## Job:
Convert the material into a Markdown table with the columns Row and Line. Begin at its first line, stop after the line that contains "of the blurred", and leave out any blank lines.

▼▼▼

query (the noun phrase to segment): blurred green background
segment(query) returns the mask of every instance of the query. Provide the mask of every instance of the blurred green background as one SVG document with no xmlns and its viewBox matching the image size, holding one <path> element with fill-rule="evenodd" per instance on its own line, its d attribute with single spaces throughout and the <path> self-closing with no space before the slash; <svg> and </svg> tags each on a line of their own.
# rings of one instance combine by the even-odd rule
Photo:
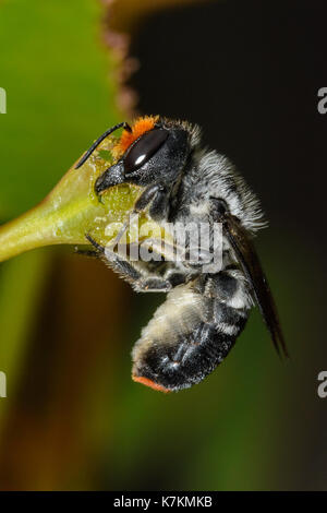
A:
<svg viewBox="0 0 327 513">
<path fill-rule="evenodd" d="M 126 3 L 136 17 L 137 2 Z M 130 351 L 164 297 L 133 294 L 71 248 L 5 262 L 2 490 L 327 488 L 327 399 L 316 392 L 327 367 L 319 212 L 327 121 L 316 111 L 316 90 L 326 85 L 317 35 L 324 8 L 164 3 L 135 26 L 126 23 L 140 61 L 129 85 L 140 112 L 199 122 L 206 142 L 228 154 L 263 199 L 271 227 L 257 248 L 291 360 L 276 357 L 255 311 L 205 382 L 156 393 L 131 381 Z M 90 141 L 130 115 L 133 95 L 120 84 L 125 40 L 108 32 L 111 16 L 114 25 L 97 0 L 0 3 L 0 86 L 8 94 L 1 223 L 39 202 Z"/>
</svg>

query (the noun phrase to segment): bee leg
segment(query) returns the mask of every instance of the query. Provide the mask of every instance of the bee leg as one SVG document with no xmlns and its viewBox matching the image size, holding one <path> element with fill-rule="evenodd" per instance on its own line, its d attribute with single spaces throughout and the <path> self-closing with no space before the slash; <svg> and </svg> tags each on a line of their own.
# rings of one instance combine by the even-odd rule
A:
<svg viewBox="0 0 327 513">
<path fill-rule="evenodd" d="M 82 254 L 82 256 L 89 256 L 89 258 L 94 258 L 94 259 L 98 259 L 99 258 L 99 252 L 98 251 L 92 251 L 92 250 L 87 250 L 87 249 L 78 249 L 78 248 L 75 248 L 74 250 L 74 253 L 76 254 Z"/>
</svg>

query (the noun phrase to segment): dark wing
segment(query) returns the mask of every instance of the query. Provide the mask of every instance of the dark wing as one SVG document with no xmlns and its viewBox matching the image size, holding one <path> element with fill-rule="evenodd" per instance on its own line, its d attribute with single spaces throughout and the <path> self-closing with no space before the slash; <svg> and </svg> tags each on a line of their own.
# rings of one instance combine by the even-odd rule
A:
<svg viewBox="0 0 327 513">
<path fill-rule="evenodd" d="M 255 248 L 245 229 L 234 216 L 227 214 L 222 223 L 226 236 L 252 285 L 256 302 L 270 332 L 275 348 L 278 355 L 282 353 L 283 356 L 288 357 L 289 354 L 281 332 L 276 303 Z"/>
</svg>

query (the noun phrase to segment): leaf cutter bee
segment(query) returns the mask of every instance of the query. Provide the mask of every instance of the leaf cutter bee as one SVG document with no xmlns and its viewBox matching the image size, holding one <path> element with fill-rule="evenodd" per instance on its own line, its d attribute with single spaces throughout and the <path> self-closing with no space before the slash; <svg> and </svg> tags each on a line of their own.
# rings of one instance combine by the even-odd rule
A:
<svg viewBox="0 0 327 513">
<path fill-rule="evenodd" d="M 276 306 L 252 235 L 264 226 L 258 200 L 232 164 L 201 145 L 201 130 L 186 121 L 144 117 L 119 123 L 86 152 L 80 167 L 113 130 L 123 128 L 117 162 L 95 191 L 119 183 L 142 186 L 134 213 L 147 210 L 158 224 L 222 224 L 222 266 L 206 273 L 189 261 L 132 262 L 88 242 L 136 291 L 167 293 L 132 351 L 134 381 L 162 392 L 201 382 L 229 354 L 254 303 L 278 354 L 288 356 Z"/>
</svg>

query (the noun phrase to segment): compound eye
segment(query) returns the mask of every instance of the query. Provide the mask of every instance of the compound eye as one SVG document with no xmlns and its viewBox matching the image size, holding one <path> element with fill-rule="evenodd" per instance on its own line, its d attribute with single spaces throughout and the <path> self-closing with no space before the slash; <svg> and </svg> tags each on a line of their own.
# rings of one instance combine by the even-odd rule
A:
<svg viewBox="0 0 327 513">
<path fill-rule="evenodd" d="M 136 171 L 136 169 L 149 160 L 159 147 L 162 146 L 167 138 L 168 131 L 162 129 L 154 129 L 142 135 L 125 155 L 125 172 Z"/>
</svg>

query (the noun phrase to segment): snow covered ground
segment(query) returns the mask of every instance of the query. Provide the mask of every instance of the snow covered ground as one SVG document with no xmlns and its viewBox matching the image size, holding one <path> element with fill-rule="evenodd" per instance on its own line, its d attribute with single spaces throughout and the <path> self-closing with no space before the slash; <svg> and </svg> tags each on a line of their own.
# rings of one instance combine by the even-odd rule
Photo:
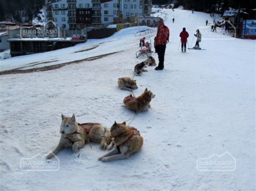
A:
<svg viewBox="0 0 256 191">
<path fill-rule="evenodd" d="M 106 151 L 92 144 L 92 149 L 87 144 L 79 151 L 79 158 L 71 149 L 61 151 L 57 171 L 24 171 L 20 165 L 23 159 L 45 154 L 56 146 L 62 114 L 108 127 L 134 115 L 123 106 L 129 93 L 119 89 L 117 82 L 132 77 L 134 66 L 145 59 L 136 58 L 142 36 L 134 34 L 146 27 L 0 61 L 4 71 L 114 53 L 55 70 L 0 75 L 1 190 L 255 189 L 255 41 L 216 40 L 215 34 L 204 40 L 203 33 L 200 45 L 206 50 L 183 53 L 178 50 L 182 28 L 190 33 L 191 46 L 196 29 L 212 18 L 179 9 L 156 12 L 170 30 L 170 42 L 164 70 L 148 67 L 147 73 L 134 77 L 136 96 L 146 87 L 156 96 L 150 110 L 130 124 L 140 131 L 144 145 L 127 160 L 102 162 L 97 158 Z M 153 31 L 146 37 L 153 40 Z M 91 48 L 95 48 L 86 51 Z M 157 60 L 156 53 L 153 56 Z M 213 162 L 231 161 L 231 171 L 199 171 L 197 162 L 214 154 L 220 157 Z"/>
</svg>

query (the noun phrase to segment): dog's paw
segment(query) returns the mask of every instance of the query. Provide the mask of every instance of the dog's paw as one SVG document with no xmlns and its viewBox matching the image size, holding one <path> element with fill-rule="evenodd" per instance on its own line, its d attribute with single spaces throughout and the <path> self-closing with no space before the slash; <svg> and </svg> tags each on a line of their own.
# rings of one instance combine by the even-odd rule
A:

▲▲▲

## Final answer:
| Row | Line |
|---|---|
| 1 | query (the noun phrase to segment): blurred green background |
| 2 | segment(query) returns the mask of every instance of the query. Provide the mask of every instance of the blurred green background as one SVG document with no xmlns and its viewBox matching the image size, holding one <path> element with fill-rule="evenodd" per instance on its own line, its d attribute with single spaces throughout and the <path> self-closing with no space before the slash; <svg> and </svg> tags each on a line of their own. |